• **Task prompt**
Retype all the records with nothing changed.

Labeled-object pointing entries
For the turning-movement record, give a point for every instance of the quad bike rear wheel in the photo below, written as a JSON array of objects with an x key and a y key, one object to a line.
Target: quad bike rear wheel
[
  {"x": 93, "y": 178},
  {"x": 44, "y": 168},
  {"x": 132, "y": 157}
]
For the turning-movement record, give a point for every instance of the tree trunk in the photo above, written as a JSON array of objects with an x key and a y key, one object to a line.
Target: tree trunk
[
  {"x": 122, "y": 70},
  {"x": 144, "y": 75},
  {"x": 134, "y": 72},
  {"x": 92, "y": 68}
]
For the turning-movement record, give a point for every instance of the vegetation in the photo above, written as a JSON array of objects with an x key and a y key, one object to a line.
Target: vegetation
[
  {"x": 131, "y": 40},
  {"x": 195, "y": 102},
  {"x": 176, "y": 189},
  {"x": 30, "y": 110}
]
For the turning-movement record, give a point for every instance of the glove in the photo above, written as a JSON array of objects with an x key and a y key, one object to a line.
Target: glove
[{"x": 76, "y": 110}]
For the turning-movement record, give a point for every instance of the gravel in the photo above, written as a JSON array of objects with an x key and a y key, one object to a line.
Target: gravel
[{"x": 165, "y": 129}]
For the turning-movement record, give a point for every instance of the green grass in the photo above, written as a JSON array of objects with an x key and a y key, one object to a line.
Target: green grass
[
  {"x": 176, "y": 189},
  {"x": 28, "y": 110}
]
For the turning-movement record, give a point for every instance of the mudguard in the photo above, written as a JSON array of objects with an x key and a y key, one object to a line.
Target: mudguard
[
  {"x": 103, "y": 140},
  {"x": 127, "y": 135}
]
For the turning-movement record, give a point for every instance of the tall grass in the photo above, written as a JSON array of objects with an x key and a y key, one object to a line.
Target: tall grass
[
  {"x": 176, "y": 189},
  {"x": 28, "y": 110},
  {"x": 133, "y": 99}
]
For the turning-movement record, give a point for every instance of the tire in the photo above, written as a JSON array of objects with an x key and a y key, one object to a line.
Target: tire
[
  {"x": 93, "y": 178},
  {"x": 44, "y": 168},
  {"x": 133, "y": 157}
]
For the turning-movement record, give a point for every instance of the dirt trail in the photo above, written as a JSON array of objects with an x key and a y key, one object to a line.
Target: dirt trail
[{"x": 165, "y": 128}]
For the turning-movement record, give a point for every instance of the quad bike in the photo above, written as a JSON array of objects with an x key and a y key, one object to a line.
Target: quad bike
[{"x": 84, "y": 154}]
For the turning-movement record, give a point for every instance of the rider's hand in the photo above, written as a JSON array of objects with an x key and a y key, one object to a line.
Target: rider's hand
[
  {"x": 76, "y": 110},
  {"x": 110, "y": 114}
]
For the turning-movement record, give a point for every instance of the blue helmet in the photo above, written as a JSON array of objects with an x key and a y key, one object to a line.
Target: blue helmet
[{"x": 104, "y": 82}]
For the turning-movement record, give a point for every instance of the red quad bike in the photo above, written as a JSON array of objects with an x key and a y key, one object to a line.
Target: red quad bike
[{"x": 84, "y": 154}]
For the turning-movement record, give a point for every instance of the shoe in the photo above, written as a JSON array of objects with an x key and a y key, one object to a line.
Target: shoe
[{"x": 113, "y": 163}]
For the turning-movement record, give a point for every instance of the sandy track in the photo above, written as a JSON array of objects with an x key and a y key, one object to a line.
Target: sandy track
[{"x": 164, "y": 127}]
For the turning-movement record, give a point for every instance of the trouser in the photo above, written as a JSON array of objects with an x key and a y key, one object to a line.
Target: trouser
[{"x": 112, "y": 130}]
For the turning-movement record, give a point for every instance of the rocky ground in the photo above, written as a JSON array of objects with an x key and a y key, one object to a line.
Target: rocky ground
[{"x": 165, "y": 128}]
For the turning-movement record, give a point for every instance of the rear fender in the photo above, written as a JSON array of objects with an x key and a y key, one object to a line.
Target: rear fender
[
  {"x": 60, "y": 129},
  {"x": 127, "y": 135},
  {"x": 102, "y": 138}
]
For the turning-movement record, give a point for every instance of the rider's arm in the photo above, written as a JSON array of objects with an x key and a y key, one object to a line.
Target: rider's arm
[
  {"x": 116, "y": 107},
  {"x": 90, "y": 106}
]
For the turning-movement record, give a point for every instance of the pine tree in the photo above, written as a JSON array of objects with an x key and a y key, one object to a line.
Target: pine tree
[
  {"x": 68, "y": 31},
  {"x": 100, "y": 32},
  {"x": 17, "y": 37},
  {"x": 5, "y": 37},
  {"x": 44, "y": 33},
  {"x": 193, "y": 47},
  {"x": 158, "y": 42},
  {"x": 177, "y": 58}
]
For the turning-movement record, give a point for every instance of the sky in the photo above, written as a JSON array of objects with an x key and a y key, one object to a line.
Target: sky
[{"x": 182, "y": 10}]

• **Complete answer**
For the turning-movement record, give a point for every instance of the quad bike rear wheel in the photo below, written as a JSON array of objects with an x key and a y key, one object to a line.
Target: quad bike rear wheel
[
  {"x": 93, "y": 178},
  {"x": 44, "y": 168},
  {"x": 132, "y": 157}
]
For the turning-movement record, give a point for every instance of the tree trunk in the photo above, written as a JSON array of objects with an x key and a y key, one object to a line.
Target: tree trunk
[
  {"x": 122, "y": 70},
  {"x": 144, "y": 75},
  {"x": 134, "y": 72},
  {"x": 92, "y": 68}
]
For the turning-movement record, give a point for every instance of the vegetation in the photo above, written as a JSON array of objects with an x key and a y key, one object to a line.
Target: vegetation
[
  {"x": 131, "y": 40},
  {"x": 195, "y": 102},
  {"x": 176, "y": 189},
  {"x": 30, "y": 110}
]
For the turning-movement record, give a point for every instance of the glove in the photo above, written as a JSON array of objects with an x key and a y key, one object to a line.
Target: glove
[{"x": 76, "y": 110}]
For the turning-movement record, give a point for every instance of the gravel in the photo above, written as a JSON array of objects with an x key and a y key, one object to a line.
Target: gravel
[{"x": 165, "y": 129}]
For the turning-movement record, give a point for every instance of the green grass in the photo above, written as a JSON array of objects with an x key and a y key, one object to a line.
Target: green grass
[
  {"x": 176, "y": 189},
  {"x": 28, "y": 110}
]
For the turning-movement record, give a point for every instance of the mudguard in the photo above, written as a JSON array of objects with an x key and a y key, one object to a line.
Target: mudguard
[
  {"x": 103, "y": 140},
  {"x": 127, "y": 135}
]
For the turning-movement record, give a point for every instance of the tall grass in the photo above, written as a JSON array of objects with an x key and a y key, one object to a line.
Target: tall grass
[
  {"x": 176, "y": 189},
  {"x": 28, "y": 110},
  {"x": 133, "y": 99}
]
For the turning-movement record, give a point for every instance of the tire in the photo above, written as a JSON array of objects with an x key and a y key, one object to a line.
Target: tire
[
  {"x": 93, "y": 178},
  {"x": 44, "y": 168},
  {"x": 133, "y": 157}
]
For the turning-movement record, give a point for every instance of the dirt trail in the photo above, written as a JSON array of objects with an x key and a y key, one object to a line.
Target: dirt trail
[{"x": 165, "y": 128}]
For the turning-movement record, give a point for every instance of the quad bike in the photo above, written as a JSON array of objects with an x key and a y key, one object to a line.
Target: quad bike
[{"x": 84, "y": 154}]
For the turning-movement record, give a point for every instance of the rider's hand in the photo above, written as a JSON array of objects with an x key and a y key, one object to a line.
Target: rider's hand
[
  {"x": 76, "y": 110},
  {"x": 110, "y": 114}
]
For the turning-movement record, give a point for every instance of the blue helmet in the photo above, written as a JSON array of objects with an x key and a y key, one object to a line.
Target: blue helmet
[{"x": 104, "y": 82}]
For the turning-movement record, give a point for every instance of the red quad bike in the photo above, written as a JSON array of objects with an x key and a y key, one object to a line.
Target: red quad bike
[{"x": 84, "y": 154}]
For the turning-movement record, give a point for every instance of the shoe in the photo above, written as a JSON array of objects with an x key and a y key, one object to a line.
Target: shoe
[{"x": 113, "y": 163}]
For the turning-movement record, give a point for every instance of the sandy track in the photo above, written as a JSON array of objects with an x key and a y key, one object to a line.
Target: sandy track
[{"x": 164, "y": 127}]
For the turning-movement record, give a point for every instance of the trouser in the photo above, written as a JSON array of objects with an x key and a y key, one object to a line.
Target: trouser
[{"x": 112, "y": 130}]
For the turning-movement record, give a point for every instance of the rocky ground in the photo above, written as a JSON array of objects with an x key and a y key, one object to a line.
Target: rocky ground
[{"x": 165, "y": 128}]
For the turning-movement record, give a point for every instance of the rear fender in the photo above, written as a JSON array of objects with an x key and a y key, one object to a line.
Target: rear fender
[
  {"x": 60, "y": 129},
  {"x": 127, "y": 135},
  {"x": 102, "y": 138}
]
For the turning-movement record, give a point for every instance of the rider's arm in the photo above, written as a JSON array of objects with an x key and a y key, one object to a line.
Target: rider's arm
[
  {"x": 116, "y": 107},
  {"x": 90, "y": 106}
]
For the turning-movement record, give a point for every instance of the pine tree in the photo above, written as a JSON array of objects with an x key and a y key, one object to a line.
Target: pine tree
[
  {"x": 68, "y": 31},
  {"x": 100, "y": 32},
  {"x": 17, "y": 37},
  {"x": 5, "y": 37},
  {"x": 44, "y": 33},
  {"x": 193, "y": 47},
  {"x": 158, "y": 42},
  {"x": 177, "y": 58}
]
For the turning-movement record, give a point for every instance of the sky in the photo above, written as a JSON array of objects with an x key and a y key, one object to a line.
Target: sky
[{"x": 182, "y": 10}]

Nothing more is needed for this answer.